● **Work task**
In the data below, which lines contain "grass"? List them by copying each one.

● **Input data**
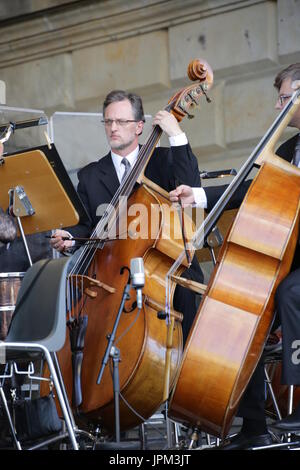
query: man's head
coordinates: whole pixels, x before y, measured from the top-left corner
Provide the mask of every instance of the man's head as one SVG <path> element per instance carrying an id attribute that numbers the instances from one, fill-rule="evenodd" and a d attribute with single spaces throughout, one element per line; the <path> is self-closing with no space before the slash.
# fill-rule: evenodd
<path id="1" fill-rule="evenodd" d="M 276 109 L 281 110 L 294 93 L 292 83 L 300 80 L 300 62 L 292 64 L 279 72 L 274 81 L 274 87 L 278 91 Z M 300 106 L 289 122 L 289 126 L 300 129 Z"/>
<path id="2" fill-rule="evenodd" d="M 142 100 L 134 93 L 111 91 L 103 103 L 105 132 L 111 149 L 126 156 L 138 145 L 145 122 Z"/>

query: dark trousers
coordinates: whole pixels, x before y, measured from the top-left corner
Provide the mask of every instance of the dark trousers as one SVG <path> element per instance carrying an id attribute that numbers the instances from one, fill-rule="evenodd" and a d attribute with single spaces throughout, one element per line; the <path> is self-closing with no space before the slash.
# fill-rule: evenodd
<path id="1" fill-rule="evenodd" d="M 186 269 L 182 273 L 182 277 L 201 283 L 203 282 L 203 273 L 200 269 L 196 257 L 193 258 L 191 267 L 189 269 Z M 195 292 L 179 285 L 176 286 L 173 298 L 173 305 L 175 310 L 178 310 L 178 312 L 181 312 L 183 314 L 183 321 L 181 324 L 183 345 L 185 345 L 189 331 L 196 316 L 198 303 L 199 296 L 197 298 Z"/>
<path id="2" fill-rule="evenodd" d="M 300 269 L 292 271 L 278 286 L 273 330 L 282 328 L 282 383 L 300 385 Z M 265 376 L 263 356 L 241 400 L 238 416 L 264 419 Z"/>
<path id="3" fill-rule="evenodd" d="M 183 314 L 182 337 L 183 345 L 186 343 L 189 331 L 197 313 L 195 293 L 182 286 L 177 286 L 173 299 L 174 309 Z"/>

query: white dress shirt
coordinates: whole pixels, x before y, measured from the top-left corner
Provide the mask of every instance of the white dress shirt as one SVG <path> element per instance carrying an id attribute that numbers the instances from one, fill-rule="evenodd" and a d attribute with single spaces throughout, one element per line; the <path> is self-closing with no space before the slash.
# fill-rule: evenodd
<path id="1" fill-rule="evenodd" d="M 207 197 L 203 188 L 192 188 L 197 207 L 207 208 Z"/>

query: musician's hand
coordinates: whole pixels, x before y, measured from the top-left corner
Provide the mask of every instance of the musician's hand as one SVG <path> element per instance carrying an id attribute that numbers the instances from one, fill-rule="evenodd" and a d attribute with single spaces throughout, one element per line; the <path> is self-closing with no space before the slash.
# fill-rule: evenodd
<path id="1" fill-rule="evenodd" d="M 179 202 L 183 207 L 188 206 L 190 204 L 194 204 L 194 192 L 190 186 L 186 186 L 185 184 L 181 184 L 176 189 L 169 193 L 170 201 L 171 202 Z"/>
<path id="2" fill-rule="evenodd" d="M 169 137 L 182 134 L 176 117 L 168 111 L 158 111 L 154 116 L 153 124 L 158 125 Z"/>
<path id="3" fill-rule="evenodd" d="M 69 237 L 70 234 L 66 230 L 55 230 L 54 234 L 50 238 L 50 245 L 55 250 L 62 253 L 63 251 L 71 248 L 72 240 L 63 240 L 63 237 Z"/>
<path id="4" fill-rule="evenodd" d="M 0 157 L 3 155 L 3 144 L 0 142 Z"/>

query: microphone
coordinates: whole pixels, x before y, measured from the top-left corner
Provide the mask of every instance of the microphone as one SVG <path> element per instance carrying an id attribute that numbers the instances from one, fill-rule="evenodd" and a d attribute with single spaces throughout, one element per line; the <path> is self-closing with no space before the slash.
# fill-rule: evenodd
<path id="1" fill-rule="evenodd" d="M 132 258 L 130 261 L 131 285 L 136 290 L 136 302 L 139 309 L 143 306 L 142 289 L 145 285 L 143 258 Z"/>

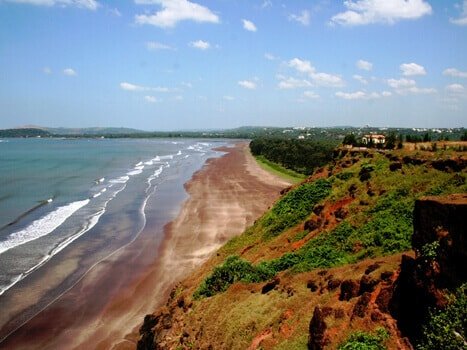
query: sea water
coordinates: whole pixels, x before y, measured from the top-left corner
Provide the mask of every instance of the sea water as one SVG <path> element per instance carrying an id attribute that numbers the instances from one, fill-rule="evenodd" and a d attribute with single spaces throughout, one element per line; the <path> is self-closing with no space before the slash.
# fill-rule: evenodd
<path id="1" fill-rule="evenodd" d="M 206 159 L 218 156 L 213 147 L 223 144 L 190 139 L 2 140 L 0 302 L 3 293 L 72 249 L 77 240 L 99 247 L 90 251 L 92 259 L 86 257 L 90 261 L 134 240 L 158 186 L 177 177 L 186 181 Z"/>

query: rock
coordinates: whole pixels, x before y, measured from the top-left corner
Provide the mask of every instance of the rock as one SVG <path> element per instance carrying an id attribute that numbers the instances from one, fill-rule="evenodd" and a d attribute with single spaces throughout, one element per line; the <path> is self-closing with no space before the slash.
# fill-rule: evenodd
<path id="1" fill-rule="evenodd" d="M 336 219 L 338 219 L 338 221 L 345 219 L 348 214 L 349 214 L 349 212 L 347 210 L 345 210 L 344 208 L 342 208 L 342 207 L 337 209 L 334 212 L 334 216 L 336 217 Z"/>
<path id="2" fill-rule="evenodd" d="M 306 287 L 312 292 L 316 292 L 318 290 L 318 286 L 316 285 L 315 281 L 312 281 L 312 280 L 309 280 L 306 283 Z"/>
<path id="3" fill-rule="evenodd" d="M 336 289 L 337 287 L 339 287 L 341 285 L 342 281 L 338 278 L 334 279 L 330 279 L 329 282 L 328 282 L 328 290 L 334 290 Z"/>
<path id="4" fill-rule="evenodd" d="M 362 295 L 363 293 L 371 293 L 375 290 L 375 286 L 379 283 L 379 281 L 371 278 L 368 275 L 363 275 L 360 279 L 360 289 L 358 290 L 358 294 Z"/>
<path id="5" fill-rule="evenodd" d="M 424 197 L 415 202 L 412 246 L 439 242 L 440 283 L 456 287 L 467 280 L 467 194 Z"/>
<path id="6" fill-rule="evenodd" d="M 349 195 L 353 198 L 355 196 L 355 192 L 357 192 L 357 185 L 351 184 L 349 186 L 348 191 L 349 191 Z"/>
<path id="7" fill-rule="evenodd" d="M 322 220 L 320 217 L 313 217 L 310 220 L 305 221 L 305 225 L 303 228 L 308 231 L 313 231 L 316 230 L 317 228 L 320 228 L 322 224 Z"/>
<path id="8" fill-rule="evenodd" d="M 309 336 L 308 336 L 308 349 L 322 350 L 328 343 L 326 339 L 326 322 L 324 315 L 319 306 L 315 307 L 313 317 L 310 321 Z"/>
<path id="9" fill-rule="evenodd" d="M 394 275 L 393 271 L 383 271 L 381 272 L 380 279 L 382 281 L 389 281 L 393 275 Z"/>
<path id="10" fill-rule="evenodd" d="M 322 204 L 315 205 L 314 208 L 313 208 L 313 213 L 315 213 L 316 215 L 319 215 L 319 214 L 321 214 L 323 209 L 324 209 L 324 205 L 322 205 Z"/>
<path id="11" fill-rule="evenodd" d="M 425 159 L 420 159 L 420 158 L 413 158 L 409 156 L 405 156 L 402 158 L 402 163 L 404 164 L 411 164 L 411 165 L 422 165 L 426 163 Z"/>
<path id="12" fill-rule="evenodd" d="M 272 281 L 267 282 L 263 286 L 263 288 L 261 288 L 261 294 L 269 293 L 271 290 L 276 288 L 276 286 L 279 285 L 280 282 L 281 282 L 281 280 L 279 279 L 279 277 L 276 277 Z"/>
<path id="13" fill-rule="evenodd" d="M 363 318 L 365 317 L 366 311 L 368 309 L 368 304 L 370 303 L 371 293 L 363 293 L 363 295 L 358 299 L 355 304 L 351 319 L 355 317 Z"/>
<path id="14" fill-rule="evenodd" d="M 402 169 L 402 163 L 401 162 L 394 162 L 389 164 L 389 170 L 391 171 L 396 171 Z"/>
<path id="15" fill-rule="evenodd" d="M 440 159 L 434 160 L 431 162 L 431 166 L 436 170 L 445 171 L 445 172 L 459 172 L 467 167 L 467 160 L 457 158 L 457 159 Z"/>
<path id="16" fill-rule="evenodd" d="M 374 264 L 371 264 L 370 266 L 368 266 L 365 270 L 365 275 L 369 275 L 370 273 L 372 273 L 373 271 L 379 269 L 381 265 L 378 264 L 378 263 L 374 263 Z"/>
<path id="17" fill-rule="evenodd" d="M 359 284 L 354 280 L 345 280 L 341 284 L 340 301 L 349 301 L 358 296 Z"/>
<path id="18" fill-rule="evenodd" d="M 334 309 L 334 318 L 341 319 L 345 317 L 345 311 L 343 308 Z"/>
<path id="19" fill-rule="evenodd" d="M 447 304 L 444 289 L 456 288 L 467 280 L 466 218 L 467 194 L 425 197 L 415 202 L 412 247 L 416 257 L 402 257 L 388 307 L 402 335 L 414 343 L 428 310 Z M 434 242 L 438 248 L 433 247 Z M 428 253 L 424 249 L 427 245 L 431 247 Z"/>

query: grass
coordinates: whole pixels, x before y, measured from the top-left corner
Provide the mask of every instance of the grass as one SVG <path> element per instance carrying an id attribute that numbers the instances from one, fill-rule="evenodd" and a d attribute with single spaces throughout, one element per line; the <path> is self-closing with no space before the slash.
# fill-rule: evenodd
<path id="1" fill-rule="evenodd" d="M 221 249 L 224 256 L 197 291 L 198 297 L 208 297 L 225 291 L 235 282 L 266 281 L 277 273 L 294 273 L 317 268 L 329 268 L 355 263 L 377 256 L 387 256 L 409 250 L 413 233 L 415 200 L 427 194 L 449 194 L 467 190 L 465 175 L 444 173 L 425 166 L 404 166 L 403 171 L 391 172 L 390 161 L 376 154 L 362 159 L 328 180 L 303 183 L 285 194 L 243 235 Z M 360 179 L 361 174 L 370 176 Z M 261 257 L 252 263 L 241 259 L 242 249 L 252 251 L 274 247 L 289 229 L 303 223 L 313 207 L 325 201 L 337 202 L 349 196 L 355 188 L 356 200 L 349 214 L 337 227 L 310 239 L 296 251 L 275 258 Z M 371 188 L 374 194 L 367 194 Z M 360 202 L 367 202 L 361 205 Z M 308 231 L 299 230 L 289 242 L 303 239 Z M 274 248 L 273 248 L 274 249 Z"/>
<path id="2" fill-rule="evenodd" d="M 280 178 L 292 184 L 299 183 L 307 177 L 304 174 L 297 173 L 293 170 L 284 168 L 283 166 L 277 163 L 271 162 L 267 160 L 266 158 L 264 158 L 263 156 L 255 156 L 255 159 L 261 168 L 270 172 L 271 174 L 279 176 Z"/>

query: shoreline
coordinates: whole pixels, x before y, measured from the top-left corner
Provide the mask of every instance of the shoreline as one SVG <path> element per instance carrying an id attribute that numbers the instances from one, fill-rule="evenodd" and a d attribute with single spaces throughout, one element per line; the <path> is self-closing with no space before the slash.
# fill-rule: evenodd
<path id="1" fill-rule="evenodd" d="M 247 143 L 218 150 L 225 154 L 208 159 L 185 183 L 188 198 L 175 219 L 164 226 L 162 241 L 155 248 L 157 255 L 154 243 L 143 235 L 111 261 L 96 266 L 62 300 L 33 318 L 0 347 L 27 349 L 40 345 L 55 349 L 67 344 L 67 348 L 134 348 L 144 315 L 162 306 L 178 280 L 229 238 L 243 232 L 279 197 L 280 190 L 290 185 L 261 169 Z M 166 195 L 170 197 L 169 193 Z M 153 223 L 148 224 L 148 230 L 154 227 Z M 143 271 L 138 270 L 141 266 Z M 122 273 L 131 275 L 133 270 L 140 273 L 120 281 Z M 115 291 L 108 293 L 109 300 L 97 314 L 67 312 L 70 303 L 83 303 L 89 308 L 93 300 L 87 299 L 99 299 L 99 288 Z M 49 323 L 60 323 L 67 329 Z"/>

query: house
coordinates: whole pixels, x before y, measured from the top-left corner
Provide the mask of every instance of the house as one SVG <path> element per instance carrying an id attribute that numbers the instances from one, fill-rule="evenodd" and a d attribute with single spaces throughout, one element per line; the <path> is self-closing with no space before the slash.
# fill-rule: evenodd
<path id="1" fill-rule="evenodd" d="M 370 144 L 384 145 L 386 143 L 386 136 L 381 135 L 381 134 L 363 135 L 362 143 L 365 145 L 370 145 Z"/>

● **Your solution**
query: grass
Provide the mask of every instance of the grass as one SVG <path> element per instance carrying an id attribute that numbers the instances from one, fill-rule="evenodd" and a d attribute with single spaces throughout, one element per line; the <path> is self-closing with no space before the slash.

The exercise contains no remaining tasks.